**GIVEN PROBLEM**: Rewrite the listing below, replacing "purple flower" with "violet flower" everywhere it appears and leaving every other line unchanged.

[Region outline listing]
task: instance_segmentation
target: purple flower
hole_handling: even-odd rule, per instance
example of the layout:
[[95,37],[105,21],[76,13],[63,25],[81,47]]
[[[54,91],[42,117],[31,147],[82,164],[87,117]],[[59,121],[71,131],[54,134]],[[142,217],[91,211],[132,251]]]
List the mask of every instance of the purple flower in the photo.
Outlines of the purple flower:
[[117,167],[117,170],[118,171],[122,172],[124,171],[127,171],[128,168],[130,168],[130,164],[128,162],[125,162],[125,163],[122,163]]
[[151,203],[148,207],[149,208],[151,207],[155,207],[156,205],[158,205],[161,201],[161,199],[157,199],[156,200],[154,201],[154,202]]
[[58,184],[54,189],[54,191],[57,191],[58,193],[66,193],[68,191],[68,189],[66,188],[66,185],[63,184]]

**CORRECT ANSWER**:
task: instance_segmentation
target: violet flower
hole_handling: even-odd rule, per instance
example of the layout:
[[95,37],[105,21],[76,13],[63,25],[81,47]]
[[[54,91],[42,117],[31,147],[82,164],[87,117]],[[59,121],[71,131],[54,134]],[[142,217],[91,211],[132,251]]]
List the mask of every instance of the violet flower in the photo.
Outlines of the violet flower:
[[117,167],[117,170],[118,171],[122,172],[124,171],[127,171],[128,168],[130,168],[130,164],[128,162],[125,162],[125,163],[122,163]]
[[151,203],[148,207],[149,208],[151,207],[155,207],[156,205],[158,205],[161,201],[161,199],[157,199],[156,200],[154,201],[154,202]]
[[58,184],[54,189],[54,191],[57,191],[58,193],[66,193],[68,191],[68,189],[66,188],[66,185],[63,184]]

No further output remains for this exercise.